The data:
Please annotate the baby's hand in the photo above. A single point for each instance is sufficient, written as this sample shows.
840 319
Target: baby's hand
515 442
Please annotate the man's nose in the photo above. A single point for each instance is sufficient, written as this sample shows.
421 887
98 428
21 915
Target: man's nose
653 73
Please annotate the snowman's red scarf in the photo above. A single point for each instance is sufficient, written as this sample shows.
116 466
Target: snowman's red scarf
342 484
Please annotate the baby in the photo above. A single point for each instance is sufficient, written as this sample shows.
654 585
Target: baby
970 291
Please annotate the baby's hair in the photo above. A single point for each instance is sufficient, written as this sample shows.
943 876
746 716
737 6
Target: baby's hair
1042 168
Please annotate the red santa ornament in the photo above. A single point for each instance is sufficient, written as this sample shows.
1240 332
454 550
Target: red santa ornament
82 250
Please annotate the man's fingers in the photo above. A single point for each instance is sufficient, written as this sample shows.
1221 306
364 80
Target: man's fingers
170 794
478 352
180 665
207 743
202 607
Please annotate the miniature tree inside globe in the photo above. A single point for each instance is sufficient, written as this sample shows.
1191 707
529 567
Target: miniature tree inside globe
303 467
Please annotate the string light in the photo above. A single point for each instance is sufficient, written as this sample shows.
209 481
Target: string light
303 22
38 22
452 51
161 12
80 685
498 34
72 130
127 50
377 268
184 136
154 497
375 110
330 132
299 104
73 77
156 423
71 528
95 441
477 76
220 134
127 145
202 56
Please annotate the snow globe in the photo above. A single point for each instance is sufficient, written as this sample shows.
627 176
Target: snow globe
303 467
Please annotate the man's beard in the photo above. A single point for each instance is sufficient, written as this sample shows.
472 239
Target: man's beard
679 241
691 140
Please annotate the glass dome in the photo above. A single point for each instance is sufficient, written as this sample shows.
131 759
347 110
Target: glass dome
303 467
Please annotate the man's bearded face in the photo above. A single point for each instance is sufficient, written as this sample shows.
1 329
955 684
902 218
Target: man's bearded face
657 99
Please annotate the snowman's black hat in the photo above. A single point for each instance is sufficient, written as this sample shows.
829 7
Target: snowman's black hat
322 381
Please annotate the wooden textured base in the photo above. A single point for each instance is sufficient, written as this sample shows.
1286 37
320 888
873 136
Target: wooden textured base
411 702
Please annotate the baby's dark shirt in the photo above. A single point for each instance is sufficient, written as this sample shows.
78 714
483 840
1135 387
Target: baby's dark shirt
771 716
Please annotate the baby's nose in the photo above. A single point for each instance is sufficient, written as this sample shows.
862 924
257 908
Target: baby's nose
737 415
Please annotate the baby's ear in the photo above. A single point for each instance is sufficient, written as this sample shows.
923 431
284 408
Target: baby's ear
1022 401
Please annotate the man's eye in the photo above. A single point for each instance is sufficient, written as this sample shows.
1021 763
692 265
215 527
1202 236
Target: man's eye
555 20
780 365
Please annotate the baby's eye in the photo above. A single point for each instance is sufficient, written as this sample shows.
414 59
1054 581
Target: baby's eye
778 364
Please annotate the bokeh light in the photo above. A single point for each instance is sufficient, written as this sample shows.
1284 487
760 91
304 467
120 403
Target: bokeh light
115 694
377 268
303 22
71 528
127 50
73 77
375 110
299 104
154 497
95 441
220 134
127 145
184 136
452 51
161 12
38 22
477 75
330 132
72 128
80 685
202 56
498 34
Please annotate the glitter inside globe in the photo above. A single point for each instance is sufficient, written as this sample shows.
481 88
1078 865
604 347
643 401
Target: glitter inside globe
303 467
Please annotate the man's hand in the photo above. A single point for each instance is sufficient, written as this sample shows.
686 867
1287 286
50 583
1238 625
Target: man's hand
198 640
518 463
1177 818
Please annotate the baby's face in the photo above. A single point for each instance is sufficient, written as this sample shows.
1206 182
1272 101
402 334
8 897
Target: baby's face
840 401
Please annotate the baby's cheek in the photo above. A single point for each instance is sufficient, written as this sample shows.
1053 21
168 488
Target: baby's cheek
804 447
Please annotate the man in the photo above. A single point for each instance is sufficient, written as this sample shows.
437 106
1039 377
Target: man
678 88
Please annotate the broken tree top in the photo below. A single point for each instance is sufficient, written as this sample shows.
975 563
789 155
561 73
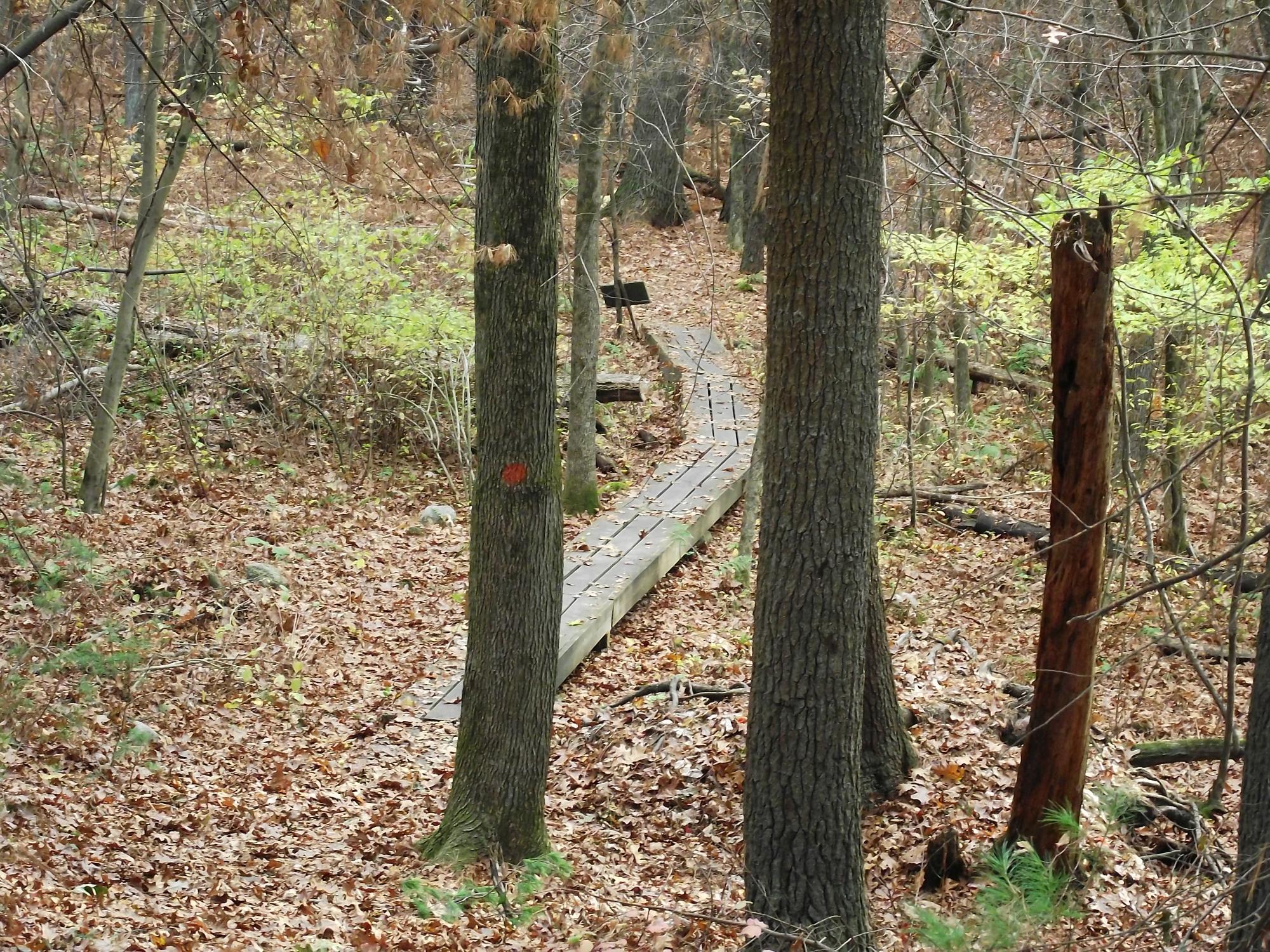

Assigned task:
The task calls for repeating each line above exactly while excluding the pictures.

Solution for this problem:
Please annotate the baby's hand in the photo above. A single point for each instance is sufficient, written as this sample shows.
840 319
Target: baby's hand
515 442
Please annotate the man's nose in the photo above. A single point for each instance is sufficient, written as this sample shows.
421 887
98 428
21 915
Target: man's nose
653 73
Please annotate the snowman's red scarf in the photo above. A single point for each instance is sufficient, written as this sample shows.
116 466
Target: snowman's red scarf
342 484
Please annotate the baby in the photo above. A single point for each instance is sufficient, written as this sample shows.
654 585
Target: baby
970 291
Please annotate the baby's hair in the photo above. A single point for each instance is sufficient, written as this sample shows.
943 876
746 716
737 6
Target: baby's hair
1042 168
Please annotate the red santa ornament in the photo above. A single point for each instance is sufficient, written as this sample shows.
1240 332
454 550
Target: red santa ornament
82 250
Please annotate the man's fingers in the photo above. A single point for each instance is sufficient, written as this sample shows.
1221 306
364 80
Target: man's fingers
170 794
478 352
180 665
207 743
202 607
Please annotate the miniature tree inside globe in the photo above. A single point for each instance is sufficient, written as this sample shows.
1191 707
529 567
Target: miniature tree inside globe
303 467
Please annotate the string light in the photo above. A single point for each instance is sufficient, written as this sample shows.
209 481
Target: string light
303 22
38 22
452 51
161 12
80 685
498 34
72 130
127 50
377 268
184 136
154 497
375 110
330 132
299 104
73 77
156 423
71 528
95 441
477 76
220 134
127 145
202 56
Please annotate the snow globe in the photo above. A single point for each instance is sufficient, written as this sample shows.
627 176
Target: snow globe
303 467
Please annotate the man's beard in the photo above. A single point for each instance is sufficient, written as this sample shows.
472 239
Target: man's beard
679 241
691 140
Please annotate the glass dome in the photo above. A single point for each instance is sufficient, written as this sample shows.
131 759
347 110
Target: glass dome
303 467
Please annotate the man's bearded face in the photo above. A single point for each instance is sufficient, written as this sample shows.
1 329
955 684
902 218
Target: man's bearded face
657 99
Please annotate the snowman's black hat in the photo above. A single point for each instance is sufficient, written as this sample shows.
829 7
Target: snowman's black hat
322 381
Please annotate the wooden textured base in the photo above. A single point for each instance is sufficient, written as this sample shows.
1286 37
320 888
873 136
Target: wooden textured base
411 702
Please annotate the baby's dark shirt in the photo above. A single point for each instance is sufficient, written as this sample shows.
78 714
483 840
1135 387
Target: baby's dark shirt
771 716
Please annotate the baby's nose in the photo above. A single point for each instance is sufficient, written as this sample shows.
862 924
257 908
Target: baby's nose
737 415
Please annotate the baby's ear in the photo above. A single point for each instance is sufficient, written as this sample shows.
923 431
284 408
Target: baby's ear
1022 401
Please annotate the man's eye in the photo above. A single point for each instance is sufficient, written as this sample shows.
1021 763
692 265
215 527
1202 236
Target: man's eye
555 20
780 365
Please annotate the baby's eye in the photo above. A single point for each instance is sufficient, written as this sample shows.
414 59
1054 581
Target: baby's eye
778 364
Please annotate the bokeh light in the photo above. A single point for each instance is sufficient, written as this sample shows.
1284 487
760 91
304 467
120 403
Target: bokeh light
115 694
377 268
303 22
71 528
127 50
73 77
375 110
299 104
154 497
95 441
220 134
127 145
184 136
452 51
161 12
38 22
477 75
330 132
72 128
80 685
202 56
498 34
Please annotate the glitter inside globe in the photo above. A single point for each instance is sufficient, written as this sample shows.
481 88
1078 865
604 347
643 401
Target: glitter inside globe
303 467
Please annotate the man's hand in the photo above. A single point for each instance is sufficient, written as this sample shows.
686 867
1287 286
50 583
1238 625
Target: man's hand
198 640
518 463
1177 818
Please annotate the baby's face in the photo above. A single point for each instance is sufficient, written as this sample shows.
1206 182
1272 101
402 334
8 897
Target: baby's face
840 401
Please annotate the baby's cheek in the photo above. A single point for each instance is sufficient, written as this sample shows.
1053 21
168 488
Target: baby's cheek
804 447
Please annotate the man in the photo above. A single point for each instance is sufficient, written as this sample shows.
437 106
1039 377
Target: man
678 88
Please annotate the broken tree top in the photo below. A single point for each instance is sufficient, written as this sample shows.
975 563
789 155
561 73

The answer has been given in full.